--- Entries shown Enclosed Below ---

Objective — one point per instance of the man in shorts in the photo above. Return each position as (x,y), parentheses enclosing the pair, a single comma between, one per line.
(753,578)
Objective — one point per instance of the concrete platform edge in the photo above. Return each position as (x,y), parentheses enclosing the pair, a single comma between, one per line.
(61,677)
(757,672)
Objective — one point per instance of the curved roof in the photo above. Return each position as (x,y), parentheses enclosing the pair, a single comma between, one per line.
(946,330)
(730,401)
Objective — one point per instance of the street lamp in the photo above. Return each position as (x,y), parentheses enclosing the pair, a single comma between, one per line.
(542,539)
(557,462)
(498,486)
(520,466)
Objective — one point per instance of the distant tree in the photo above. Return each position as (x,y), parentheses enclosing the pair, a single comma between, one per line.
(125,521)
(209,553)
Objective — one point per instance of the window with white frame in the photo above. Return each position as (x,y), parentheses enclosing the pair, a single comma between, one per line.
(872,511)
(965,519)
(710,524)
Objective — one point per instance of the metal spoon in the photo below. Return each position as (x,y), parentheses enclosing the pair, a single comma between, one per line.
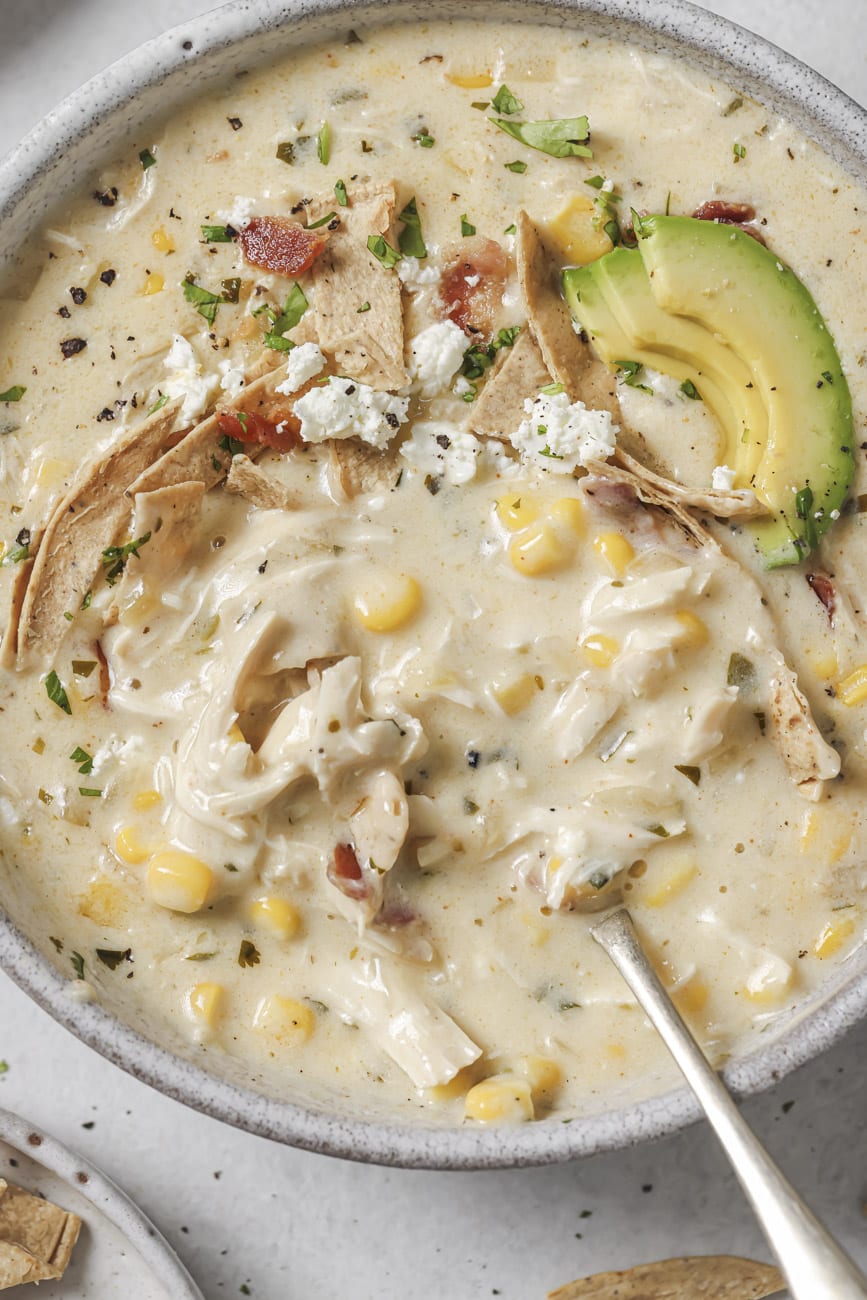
(813,1264)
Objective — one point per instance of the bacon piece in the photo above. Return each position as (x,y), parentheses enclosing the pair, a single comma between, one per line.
(277,243)
(729,215)
(281,432)
(472,286)
(345,872)
(824,590)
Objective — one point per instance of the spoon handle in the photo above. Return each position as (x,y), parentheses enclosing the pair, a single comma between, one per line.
(814,1265)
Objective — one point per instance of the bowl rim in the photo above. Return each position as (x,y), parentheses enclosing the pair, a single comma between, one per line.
(840,126)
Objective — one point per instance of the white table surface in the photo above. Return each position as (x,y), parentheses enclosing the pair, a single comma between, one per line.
(293,1226)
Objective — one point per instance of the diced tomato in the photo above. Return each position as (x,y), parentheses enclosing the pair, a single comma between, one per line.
(345,872)
(472,286)
(277,243)
(282,432)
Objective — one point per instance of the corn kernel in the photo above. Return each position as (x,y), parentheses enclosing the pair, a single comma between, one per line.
(504,1099)
(129,848)
(154,282)
(389,602)
(835,935)
(161,241)
(537,550)
(285,1019)
(599,650)
(146,800)
(576,233)
(542,1074)
(104,904)
(568,512)
(469,81)
(206,1002)
(178,882)
(516,511)
(696,633)
(666,882)
(615,550)
(277,915)
(852,689)
(514,696)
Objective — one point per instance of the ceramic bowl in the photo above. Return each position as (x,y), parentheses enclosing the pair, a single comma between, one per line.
(53,160)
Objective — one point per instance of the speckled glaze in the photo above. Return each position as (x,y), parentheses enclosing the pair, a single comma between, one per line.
(157,1257)
(51,161)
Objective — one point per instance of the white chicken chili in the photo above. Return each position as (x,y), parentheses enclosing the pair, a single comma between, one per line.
(432,512)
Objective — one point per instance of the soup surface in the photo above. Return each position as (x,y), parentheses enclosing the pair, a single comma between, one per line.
(355,658)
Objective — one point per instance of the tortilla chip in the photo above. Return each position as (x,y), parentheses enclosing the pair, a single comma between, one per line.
(360,468)
(705,1277)
(724,505)
(367,346)
(519,373)
(37,1238)
(82,524)
(247,480)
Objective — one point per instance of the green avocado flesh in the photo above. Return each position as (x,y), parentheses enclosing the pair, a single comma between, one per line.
(709,303)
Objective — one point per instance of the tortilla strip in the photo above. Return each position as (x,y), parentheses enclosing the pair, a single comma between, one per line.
(724,505)
(807,757)
(360,468)
(365,346)
(705,1277)
(247,480)
(519,373)
(37,1238)
(82,524)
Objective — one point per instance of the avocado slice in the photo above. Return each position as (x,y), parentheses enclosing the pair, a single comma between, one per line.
(614,302)
(735,287)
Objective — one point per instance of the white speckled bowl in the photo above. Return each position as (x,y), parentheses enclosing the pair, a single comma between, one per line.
(53,160)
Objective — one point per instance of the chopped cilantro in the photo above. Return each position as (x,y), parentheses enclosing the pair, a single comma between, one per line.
(116,557)
(206,303)
(382,251)
(56,693)
(562,138)
(411,241)
(85,761)
(506,103)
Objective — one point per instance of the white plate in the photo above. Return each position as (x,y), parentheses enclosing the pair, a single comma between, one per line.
(118,1251)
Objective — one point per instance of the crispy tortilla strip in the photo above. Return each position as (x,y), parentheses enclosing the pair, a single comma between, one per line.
(705,1277)
(247,480)
(569,360)
(367,346)
(199,455)
(724,505)
(809,759)
(360,468)
(82,524)
(519,373)
(37,1238)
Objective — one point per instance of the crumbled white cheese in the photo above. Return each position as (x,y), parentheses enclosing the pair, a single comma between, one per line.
(559,434)
(232,377)
(185,378)
(302,364)
(239,213)
(343,408)
(442,450)
(436,354)
(416,274)
(723,479)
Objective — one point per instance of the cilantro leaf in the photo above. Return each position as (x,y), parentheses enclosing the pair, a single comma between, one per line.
(562,138)
(411,241)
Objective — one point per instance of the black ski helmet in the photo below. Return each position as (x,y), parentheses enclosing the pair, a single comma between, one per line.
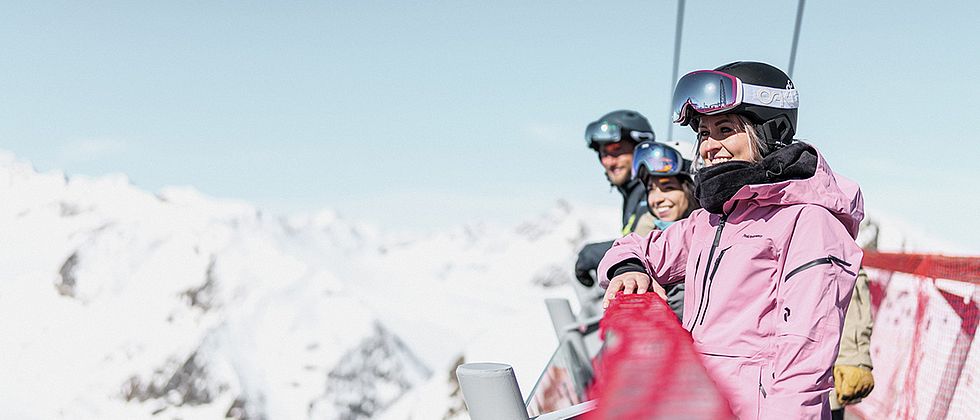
(632,125)
(776,126)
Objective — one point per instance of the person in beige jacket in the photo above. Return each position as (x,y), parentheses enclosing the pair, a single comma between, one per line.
(852,370)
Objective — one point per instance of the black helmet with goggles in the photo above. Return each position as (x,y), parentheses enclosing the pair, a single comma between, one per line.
(617,126)
(762,93)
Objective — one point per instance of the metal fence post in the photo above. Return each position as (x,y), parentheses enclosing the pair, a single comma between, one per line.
(561,318)
(491,391)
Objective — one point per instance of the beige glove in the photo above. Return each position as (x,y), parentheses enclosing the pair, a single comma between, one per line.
(852,383)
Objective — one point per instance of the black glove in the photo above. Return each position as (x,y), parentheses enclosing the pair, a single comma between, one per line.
(588,261)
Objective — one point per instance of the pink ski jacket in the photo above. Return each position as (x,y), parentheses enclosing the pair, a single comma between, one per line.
(767,283)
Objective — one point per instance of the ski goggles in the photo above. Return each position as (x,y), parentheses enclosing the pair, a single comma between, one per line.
(607,132)
(711,92)
(659,160)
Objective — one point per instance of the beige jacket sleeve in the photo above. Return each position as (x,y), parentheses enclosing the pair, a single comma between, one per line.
(855,340)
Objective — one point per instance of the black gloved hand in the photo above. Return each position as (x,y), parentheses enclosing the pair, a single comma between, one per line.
(588,261)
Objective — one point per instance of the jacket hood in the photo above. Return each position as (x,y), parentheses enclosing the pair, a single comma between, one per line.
(839,195)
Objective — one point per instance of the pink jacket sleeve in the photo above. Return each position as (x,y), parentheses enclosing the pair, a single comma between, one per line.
(663,253)
(820,266)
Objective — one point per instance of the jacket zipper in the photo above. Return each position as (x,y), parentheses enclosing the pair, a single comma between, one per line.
(711,282)
(830,259)
(704,281)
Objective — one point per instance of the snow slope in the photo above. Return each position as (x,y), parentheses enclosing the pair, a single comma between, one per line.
(118,303)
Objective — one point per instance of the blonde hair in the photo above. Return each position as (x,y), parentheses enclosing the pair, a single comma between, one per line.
(757,145)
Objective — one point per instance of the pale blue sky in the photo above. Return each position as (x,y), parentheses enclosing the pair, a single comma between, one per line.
(422,115)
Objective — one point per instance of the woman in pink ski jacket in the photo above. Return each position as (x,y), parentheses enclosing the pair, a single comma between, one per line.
(769,263)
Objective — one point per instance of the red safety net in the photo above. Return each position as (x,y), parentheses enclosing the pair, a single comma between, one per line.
(923,344)
(648,368)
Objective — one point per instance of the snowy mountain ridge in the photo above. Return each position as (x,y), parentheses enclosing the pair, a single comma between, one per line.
(124,304)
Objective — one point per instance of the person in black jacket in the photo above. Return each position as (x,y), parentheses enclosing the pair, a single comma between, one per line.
(613,137)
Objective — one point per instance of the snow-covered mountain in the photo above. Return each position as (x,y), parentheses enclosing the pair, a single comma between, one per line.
(119,303)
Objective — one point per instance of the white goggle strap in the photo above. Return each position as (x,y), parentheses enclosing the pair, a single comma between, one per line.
(770,97)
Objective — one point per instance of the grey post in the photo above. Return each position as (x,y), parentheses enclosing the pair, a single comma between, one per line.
(562,319)
(491,391)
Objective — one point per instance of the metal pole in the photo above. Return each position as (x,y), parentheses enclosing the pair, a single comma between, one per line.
(561,318)
(796,37)
(491,392)
(678,30)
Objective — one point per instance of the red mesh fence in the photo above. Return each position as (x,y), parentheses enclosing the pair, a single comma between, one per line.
(649,368)
(924,342)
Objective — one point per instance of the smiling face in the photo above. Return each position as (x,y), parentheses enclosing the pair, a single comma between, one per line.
(723,138)
(667,198)
(617,160)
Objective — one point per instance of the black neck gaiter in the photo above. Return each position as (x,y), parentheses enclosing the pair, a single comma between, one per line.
(715,185)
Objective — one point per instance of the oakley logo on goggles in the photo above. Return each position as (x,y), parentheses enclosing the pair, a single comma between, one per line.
(607,132)
(712,92)
(659,160)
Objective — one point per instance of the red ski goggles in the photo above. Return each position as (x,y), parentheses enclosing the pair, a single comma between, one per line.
(658,160)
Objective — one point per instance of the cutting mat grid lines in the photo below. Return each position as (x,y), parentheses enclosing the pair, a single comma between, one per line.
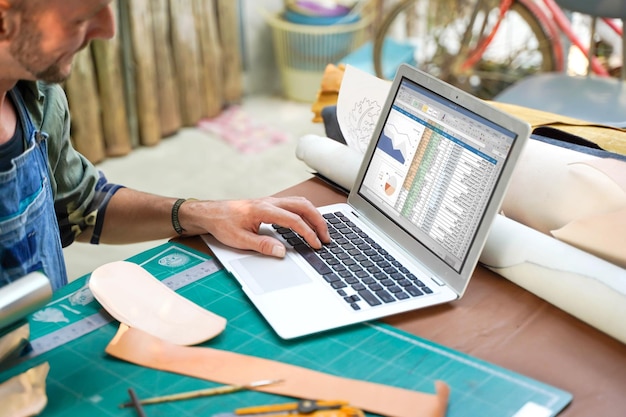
(83,380)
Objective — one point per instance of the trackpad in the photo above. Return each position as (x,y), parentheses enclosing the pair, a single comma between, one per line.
(265,274)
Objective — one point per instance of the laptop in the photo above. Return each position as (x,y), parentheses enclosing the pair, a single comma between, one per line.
(415,222)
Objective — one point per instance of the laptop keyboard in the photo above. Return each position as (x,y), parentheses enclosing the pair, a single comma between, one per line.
(357,267)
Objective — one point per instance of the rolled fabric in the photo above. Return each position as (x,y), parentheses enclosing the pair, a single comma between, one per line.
(584,285)
(330,158)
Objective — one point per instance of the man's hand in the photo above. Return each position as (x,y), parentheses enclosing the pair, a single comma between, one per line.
(236,223)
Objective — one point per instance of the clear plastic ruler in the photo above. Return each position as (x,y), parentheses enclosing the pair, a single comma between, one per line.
(97,320)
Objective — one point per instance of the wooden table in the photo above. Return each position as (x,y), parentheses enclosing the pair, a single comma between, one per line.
(504,324)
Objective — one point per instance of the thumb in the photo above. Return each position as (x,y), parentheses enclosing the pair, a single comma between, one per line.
(268,245)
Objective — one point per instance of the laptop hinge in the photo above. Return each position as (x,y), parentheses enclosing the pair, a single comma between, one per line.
(438,282)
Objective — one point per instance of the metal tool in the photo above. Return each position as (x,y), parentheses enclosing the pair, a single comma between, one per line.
(225,389)
(307,408)
(95,321)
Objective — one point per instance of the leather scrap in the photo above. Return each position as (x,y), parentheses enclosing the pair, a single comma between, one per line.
(141,348)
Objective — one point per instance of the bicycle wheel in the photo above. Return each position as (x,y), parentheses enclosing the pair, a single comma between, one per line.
(452,41)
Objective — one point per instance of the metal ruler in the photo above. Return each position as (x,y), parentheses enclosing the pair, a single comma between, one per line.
(97,320)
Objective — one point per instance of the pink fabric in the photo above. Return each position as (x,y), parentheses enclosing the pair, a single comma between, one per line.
(242,131)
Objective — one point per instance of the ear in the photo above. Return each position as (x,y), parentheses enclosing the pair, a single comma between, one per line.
(7,20)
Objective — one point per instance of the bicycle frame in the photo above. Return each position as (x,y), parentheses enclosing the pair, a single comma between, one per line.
(554,24)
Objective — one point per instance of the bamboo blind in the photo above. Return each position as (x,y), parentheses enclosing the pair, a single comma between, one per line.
(171,63)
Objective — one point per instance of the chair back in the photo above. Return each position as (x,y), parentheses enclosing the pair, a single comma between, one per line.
(614,9)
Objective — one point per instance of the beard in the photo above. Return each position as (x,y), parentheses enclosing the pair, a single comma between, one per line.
(26,50)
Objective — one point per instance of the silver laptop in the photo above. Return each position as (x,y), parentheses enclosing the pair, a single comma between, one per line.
(414,225)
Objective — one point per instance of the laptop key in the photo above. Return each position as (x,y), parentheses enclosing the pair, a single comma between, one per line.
(385,296)
(311,257)
(369,298)
(413,290)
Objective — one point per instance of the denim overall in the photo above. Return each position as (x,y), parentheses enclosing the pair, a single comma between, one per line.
(29,233)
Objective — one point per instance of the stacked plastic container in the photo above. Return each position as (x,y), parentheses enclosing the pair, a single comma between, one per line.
(308,35)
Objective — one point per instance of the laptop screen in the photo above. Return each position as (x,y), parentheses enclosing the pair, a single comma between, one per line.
(434,170)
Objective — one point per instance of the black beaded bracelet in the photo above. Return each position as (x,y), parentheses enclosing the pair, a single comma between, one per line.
(175,221)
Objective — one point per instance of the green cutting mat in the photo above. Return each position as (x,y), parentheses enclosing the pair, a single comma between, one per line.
(84,381)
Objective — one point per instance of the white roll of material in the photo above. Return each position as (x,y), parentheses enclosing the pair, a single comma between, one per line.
(330,158)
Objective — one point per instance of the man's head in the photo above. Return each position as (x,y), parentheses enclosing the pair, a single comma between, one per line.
(39,38)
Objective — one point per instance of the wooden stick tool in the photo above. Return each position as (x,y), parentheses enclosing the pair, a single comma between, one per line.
(225,389)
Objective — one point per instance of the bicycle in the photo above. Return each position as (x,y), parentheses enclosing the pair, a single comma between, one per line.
(483,46)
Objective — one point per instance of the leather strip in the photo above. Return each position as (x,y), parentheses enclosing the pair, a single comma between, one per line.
(226,367)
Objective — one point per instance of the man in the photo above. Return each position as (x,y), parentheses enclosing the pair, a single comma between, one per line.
(50,195)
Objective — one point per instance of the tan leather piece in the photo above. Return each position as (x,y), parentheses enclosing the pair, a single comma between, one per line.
(609,138)
(133,296)
(329,90)
(225,367)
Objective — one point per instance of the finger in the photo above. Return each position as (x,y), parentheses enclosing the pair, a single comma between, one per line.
(268,245)
(303,218)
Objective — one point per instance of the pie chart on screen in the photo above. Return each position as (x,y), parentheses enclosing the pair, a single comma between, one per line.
(391,185)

--- End of Enclosed Entries shown ---

The reply must hold exactly the lines from the one containing "Objective — one point per instance of the bicycle in" to the last line of the entries, and nothing more.

**Result of this task**
Objective — one point per instance of the bicycle in the photo above. Return each position as (x,y), parentheses enclosing the pair, a single comma between, one per line.
(483,46)
Objective — one point per instance of the leather strip in the photo above. Return each position as (x,y), parentheses enclosing the pair, a single comma between, one per line.
(226,367)
Objective — one point per instance of the man in the photo above. Return each position as (x,y), parentheses enclosing the pair, a single comma between, one per line.
(50,195)
Objective — one point per instance of the tan leather piece in the photo above. Return each position as (x,y), parentheses enclosing the pair, a single comma between, one per line.
(609,138)
(133,296)
(329,90)
(225,367)
Objective — one point per instance of the finger in the photo above. Return each position as (x,y), parentheses enclosing the pair, a single comma between, one per line.
(268,245)
(303,218)
Objective — one point per instance of the pie chart on screen in the photo above. Return each position as (x,y), parentheses enclosing the pair, a single comma between, one per line.
(391,185)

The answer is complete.